• Written problem:
Repeat exactly, and only, the lines from the one containing "Where can you spot the green herb" through the end of the records.

Dataset entries:
-- Begin --

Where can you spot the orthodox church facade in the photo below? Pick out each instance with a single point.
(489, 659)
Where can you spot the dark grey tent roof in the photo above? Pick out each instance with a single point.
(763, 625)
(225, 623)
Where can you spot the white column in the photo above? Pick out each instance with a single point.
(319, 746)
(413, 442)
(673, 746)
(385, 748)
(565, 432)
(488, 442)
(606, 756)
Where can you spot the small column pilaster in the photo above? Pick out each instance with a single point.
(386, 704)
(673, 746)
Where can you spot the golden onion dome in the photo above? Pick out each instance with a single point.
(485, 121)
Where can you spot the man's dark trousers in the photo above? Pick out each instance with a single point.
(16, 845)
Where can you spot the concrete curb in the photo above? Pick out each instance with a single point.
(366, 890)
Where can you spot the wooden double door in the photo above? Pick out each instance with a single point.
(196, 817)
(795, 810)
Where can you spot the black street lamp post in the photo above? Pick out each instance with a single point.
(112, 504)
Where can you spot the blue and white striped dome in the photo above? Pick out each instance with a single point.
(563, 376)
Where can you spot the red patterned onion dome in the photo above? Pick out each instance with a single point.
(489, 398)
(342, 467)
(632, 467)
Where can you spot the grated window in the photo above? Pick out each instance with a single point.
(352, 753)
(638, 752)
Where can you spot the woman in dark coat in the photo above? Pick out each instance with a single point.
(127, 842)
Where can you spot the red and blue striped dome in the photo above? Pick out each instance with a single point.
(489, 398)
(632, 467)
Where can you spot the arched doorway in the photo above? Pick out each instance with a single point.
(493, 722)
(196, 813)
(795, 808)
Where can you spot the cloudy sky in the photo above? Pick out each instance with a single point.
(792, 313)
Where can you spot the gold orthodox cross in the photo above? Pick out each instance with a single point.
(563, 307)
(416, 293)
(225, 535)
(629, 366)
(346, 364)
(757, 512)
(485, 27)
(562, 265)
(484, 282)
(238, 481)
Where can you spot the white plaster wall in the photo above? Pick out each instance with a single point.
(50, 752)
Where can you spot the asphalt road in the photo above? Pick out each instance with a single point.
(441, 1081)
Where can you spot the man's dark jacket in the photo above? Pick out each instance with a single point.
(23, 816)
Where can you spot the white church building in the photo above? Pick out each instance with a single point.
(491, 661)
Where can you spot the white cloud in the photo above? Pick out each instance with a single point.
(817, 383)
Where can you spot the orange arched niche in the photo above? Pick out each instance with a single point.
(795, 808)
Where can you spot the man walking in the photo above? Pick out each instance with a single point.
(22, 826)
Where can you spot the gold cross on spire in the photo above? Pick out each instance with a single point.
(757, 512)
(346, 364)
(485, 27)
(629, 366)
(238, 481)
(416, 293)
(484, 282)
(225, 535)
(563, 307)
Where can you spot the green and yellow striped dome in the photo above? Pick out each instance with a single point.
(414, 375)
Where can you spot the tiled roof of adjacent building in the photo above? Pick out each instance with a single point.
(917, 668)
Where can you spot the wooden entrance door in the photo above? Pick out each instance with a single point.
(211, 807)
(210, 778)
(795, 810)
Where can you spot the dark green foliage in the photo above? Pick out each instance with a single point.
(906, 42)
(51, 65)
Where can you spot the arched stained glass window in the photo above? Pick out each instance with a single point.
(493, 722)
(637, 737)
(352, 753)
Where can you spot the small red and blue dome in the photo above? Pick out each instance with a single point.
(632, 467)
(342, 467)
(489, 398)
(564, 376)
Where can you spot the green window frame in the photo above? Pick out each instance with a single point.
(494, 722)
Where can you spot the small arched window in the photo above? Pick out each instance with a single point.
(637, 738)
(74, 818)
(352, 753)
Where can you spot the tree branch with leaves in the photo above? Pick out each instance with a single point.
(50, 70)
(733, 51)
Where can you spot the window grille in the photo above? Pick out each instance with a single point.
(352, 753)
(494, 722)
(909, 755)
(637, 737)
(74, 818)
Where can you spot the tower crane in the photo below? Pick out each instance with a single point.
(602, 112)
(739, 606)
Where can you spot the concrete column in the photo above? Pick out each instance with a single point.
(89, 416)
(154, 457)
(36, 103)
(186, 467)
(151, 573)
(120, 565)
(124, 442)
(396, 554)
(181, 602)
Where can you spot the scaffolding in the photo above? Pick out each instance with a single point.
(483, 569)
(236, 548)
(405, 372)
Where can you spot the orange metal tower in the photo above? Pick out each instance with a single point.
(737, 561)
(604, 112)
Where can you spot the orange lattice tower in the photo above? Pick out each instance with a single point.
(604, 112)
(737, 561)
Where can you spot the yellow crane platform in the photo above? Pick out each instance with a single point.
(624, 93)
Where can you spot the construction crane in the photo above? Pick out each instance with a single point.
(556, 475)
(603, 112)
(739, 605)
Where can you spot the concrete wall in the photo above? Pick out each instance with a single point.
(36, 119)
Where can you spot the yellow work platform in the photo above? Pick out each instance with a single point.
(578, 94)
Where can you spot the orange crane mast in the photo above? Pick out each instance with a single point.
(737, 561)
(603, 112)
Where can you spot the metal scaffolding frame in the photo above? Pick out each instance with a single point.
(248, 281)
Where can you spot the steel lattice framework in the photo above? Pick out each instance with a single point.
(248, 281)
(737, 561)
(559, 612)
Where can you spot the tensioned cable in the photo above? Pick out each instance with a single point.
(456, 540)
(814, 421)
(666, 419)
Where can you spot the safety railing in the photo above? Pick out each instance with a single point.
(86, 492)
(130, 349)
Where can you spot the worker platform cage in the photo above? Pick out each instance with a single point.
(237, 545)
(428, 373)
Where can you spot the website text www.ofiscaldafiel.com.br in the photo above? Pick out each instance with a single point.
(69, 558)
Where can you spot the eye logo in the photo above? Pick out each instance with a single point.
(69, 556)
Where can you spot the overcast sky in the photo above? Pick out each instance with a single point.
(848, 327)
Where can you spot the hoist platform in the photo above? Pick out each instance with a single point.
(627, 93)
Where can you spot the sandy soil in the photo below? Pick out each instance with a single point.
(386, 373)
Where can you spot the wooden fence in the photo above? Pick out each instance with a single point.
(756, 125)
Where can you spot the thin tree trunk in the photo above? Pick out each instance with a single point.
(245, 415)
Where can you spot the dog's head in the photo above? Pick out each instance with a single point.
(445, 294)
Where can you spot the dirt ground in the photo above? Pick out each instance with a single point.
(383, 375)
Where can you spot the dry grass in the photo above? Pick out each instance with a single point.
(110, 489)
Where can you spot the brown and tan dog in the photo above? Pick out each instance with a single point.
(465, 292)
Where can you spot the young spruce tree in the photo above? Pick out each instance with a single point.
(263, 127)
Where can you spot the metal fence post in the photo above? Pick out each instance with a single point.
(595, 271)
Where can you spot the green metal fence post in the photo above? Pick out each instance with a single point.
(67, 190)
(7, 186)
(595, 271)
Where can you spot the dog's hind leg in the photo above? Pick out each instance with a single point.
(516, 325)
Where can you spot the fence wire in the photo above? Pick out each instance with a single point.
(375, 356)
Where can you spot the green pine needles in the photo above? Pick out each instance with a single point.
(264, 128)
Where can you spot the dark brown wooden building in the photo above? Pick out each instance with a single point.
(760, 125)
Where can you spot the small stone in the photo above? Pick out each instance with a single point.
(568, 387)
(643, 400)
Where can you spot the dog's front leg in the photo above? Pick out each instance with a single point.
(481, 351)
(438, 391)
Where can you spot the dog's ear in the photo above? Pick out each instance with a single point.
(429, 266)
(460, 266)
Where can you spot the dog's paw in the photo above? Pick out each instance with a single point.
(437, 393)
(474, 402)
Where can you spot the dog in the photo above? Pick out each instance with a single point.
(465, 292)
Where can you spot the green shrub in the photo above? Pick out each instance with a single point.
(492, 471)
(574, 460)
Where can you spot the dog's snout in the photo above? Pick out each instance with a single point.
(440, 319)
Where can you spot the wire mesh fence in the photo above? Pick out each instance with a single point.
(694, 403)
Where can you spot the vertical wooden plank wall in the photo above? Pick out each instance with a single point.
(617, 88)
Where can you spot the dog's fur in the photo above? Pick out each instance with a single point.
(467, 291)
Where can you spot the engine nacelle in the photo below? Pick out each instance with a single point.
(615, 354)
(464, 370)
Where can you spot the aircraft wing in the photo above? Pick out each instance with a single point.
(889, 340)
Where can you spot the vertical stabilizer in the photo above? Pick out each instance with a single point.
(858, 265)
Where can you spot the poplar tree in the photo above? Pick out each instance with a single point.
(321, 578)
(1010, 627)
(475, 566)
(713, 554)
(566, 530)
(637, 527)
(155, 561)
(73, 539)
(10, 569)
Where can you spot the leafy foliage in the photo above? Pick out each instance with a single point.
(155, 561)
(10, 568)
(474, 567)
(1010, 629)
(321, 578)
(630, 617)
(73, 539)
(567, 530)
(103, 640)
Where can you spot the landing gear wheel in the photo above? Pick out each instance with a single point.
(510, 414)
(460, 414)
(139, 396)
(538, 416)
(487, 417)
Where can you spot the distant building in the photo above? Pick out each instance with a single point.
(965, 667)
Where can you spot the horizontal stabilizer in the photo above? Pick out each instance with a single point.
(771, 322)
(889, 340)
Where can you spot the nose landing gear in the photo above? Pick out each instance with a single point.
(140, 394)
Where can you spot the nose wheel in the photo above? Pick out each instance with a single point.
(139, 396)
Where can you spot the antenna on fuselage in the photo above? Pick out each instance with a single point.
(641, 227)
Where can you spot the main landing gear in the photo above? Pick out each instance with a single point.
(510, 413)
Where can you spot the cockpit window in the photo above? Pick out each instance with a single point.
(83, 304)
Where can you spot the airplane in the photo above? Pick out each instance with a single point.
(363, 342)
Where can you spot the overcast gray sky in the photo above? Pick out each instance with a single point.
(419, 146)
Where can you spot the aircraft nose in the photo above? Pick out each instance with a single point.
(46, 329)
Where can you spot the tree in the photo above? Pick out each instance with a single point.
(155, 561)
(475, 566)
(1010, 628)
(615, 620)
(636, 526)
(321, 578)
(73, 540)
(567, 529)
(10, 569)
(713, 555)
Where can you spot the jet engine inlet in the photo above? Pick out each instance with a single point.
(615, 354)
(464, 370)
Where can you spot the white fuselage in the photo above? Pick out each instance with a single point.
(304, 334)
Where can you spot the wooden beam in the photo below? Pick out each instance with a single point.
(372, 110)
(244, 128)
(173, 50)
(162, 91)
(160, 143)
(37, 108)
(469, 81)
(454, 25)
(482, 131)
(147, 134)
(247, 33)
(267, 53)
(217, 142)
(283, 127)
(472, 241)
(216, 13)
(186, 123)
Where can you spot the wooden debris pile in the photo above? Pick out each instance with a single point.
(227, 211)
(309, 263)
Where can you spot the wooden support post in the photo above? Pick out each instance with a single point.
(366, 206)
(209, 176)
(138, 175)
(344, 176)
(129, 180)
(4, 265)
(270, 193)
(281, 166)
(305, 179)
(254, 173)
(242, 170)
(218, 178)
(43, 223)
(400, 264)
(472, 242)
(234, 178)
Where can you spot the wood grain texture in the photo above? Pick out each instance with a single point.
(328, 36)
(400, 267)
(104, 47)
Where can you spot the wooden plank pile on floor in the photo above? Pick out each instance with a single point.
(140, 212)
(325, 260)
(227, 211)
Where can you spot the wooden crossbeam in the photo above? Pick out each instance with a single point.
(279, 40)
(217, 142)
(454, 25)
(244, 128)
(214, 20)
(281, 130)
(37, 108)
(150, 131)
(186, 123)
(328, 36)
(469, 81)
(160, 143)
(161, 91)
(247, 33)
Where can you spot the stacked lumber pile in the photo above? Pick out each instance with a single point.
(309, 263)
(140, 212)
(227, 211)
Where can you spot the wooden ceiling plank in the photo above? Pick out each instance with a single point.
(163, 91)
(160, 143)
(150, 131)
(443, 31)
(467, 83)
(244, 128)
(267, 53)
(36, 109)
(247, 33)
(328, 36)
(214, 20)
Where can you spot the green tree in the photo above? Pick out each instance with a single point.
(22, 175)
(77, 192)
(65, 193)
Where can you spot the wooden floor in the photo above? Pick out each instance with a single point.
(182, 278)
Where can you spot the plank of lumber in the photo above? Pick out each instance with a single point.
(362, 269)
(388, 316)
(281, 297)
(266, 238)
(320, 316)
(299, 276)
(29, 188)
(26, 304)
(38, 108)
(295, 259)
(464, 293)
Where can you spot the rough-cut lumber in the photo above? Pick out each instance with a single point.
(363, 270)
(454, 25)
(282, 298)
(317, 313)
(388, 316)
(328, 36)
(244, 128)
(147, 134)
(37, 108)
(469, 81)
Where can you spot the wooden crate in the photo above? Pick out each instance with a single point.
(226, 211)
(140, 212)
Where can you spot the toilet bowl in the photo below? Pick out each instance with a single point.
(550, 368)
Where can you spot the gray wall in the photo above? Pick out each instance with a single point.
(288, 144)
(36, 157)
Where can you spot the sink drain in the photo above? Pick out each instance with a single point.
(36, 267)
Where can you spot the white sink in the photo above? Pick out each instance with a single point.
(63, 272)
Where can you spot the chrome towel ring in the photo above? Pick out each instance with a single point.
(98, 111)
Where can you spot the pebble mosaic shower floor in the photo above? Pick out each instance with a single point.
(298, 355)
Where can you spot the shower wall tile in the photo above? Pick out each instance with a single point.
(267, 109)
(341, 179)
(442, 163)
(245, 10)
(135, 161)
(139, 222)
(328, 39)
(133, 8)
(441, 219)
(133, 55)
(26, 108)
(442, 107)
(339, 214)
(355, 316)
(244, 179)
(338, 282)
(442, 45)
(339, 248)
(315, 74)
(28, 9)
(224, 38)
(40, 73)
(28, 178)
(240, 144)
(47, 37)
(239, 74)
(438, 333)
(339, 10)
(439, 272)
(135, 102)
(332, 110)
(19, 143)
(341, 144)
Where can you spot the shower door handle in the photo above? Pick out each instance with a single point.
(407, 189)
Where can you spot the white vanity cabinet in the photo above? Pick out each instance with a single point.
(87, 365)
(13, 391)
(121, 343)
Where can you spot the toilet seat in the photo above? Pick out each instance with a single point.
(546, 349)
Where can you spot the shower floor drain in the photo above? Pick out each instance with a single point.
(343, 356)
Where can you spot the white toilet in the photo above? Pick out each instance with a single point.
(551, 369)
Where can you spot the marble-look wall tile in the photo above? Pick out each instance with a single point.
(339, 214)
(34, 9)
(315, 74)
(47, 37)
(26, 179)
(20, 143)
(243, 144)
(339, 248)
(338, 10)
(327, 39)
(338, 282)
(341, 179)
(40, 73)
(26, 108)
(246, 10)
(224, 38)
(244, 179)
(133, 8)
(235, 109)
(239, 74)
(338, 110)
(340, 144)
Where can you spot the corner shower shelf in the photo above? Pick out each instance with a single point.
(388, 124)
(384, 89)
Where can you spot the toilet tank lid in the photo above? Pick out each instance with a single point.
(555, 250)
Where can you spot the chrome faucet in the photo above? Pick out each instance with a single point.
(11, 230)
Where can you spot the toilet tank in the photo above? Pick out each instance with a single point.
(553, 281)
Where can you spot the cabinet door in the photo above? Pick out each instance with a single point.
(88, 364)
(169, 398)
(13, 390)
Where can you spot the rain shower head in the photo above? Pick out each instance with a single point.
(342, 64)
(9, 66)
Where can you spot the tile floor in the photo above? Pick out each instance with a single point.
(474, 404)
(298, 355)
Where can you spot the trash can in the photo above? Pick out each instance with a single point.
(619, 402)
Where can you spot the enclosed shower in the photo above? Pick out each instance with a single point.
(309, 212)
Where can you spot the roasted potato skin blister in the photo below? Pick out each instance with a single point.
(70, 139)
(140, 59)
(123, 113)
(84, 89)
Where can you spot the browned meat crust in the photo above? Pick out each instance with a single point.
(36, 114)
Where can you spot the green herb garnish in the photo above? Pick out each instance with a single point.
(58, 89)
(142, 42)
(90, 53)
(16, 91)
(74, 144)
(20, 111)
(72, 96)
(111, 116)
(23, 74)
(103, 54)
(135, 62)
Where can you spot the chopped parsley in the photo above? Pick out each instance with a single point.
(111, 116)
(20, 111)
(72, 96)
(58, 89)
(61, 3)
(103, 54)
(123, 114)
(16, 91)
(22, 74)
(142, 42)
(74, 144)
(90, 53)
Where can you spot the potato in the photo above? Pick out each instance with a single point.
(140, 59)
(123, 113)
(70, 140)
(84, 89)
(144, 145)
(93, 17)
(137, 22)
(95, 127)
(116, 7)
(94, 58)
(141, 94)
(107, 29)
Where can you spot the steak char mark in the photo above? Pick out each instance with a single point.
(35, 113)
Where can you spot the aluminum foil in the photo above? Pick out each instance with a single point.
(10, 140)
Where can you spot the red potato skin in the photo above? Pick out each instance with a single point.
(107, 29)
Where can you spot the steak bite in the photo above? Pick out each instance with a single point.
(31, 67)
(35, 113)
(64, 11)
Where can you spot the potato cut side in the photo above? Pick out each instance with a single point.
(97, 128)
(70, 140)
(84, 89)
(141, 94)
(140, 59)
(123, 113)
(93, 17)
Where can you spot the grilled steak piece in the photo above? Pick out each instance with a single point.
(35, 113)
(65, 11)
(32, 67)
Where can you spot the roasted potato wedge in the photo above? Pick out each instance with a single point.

-- End --

• The completed task:
Where can you spot the green herb garnish in the photo above? Pick out each instance with a single point.
(58, 89)
(142, 42)
(90, 53)
(16, 91)
(74, 144)
(20, 111)
(72, 96)
(111, 116)
(23, 74)
(103, 54)
(135, 62)
Where can you spot the chopped parsley in the photo above? Pick out each instance with a single point.
(111, 116)
(20, 111)
(72, 96)
(58, 89)
(61, 3)
(103, 54)
(123, 114)
(16, 91)
(22, 74)
(142, 42)
(74, 144)
(90, 53)
Where can you spot the potato in the photo above? Pick out each instance with a single point.
(140, 59)
(123, 113)
(70, 140)
(84, 89)
(144, 145)
(93, 17)
(137, 22)
(95, 127)
(116, 7)
(94, 58)
(141, 94)
(107, 29)
Where can you spot the steak char mark in the photo above? Pick out each instance with a single point.
(35, 113)
Where can you spot the aluminum foil in the photo above? Pick out each instance with a single point.
(10, 140)
Where can you spot the red potato skin in the photo above? Pick out each instance with a single point.
(107, 29)
Where can you spot the steak bite in the photo above? Pick out each instance with a single point.
(31, 67)
(35, 113)
(64, 11)
Where can you spot the potato cut side in the photo above? Pick out each instance with a single point.
(97, 128)
(70, 140)
(84, 89)
(141, 94)
(140, 59)
(123, 113)
(93, 17)
Where can you spot the grilled steak piece in the photo above? Pick out each instance with a single point.
(35, 113)
(65, 11)
(32, 67)
Where can you spot the roasted potato wedge in the photo above? Pick out each instance with a single point.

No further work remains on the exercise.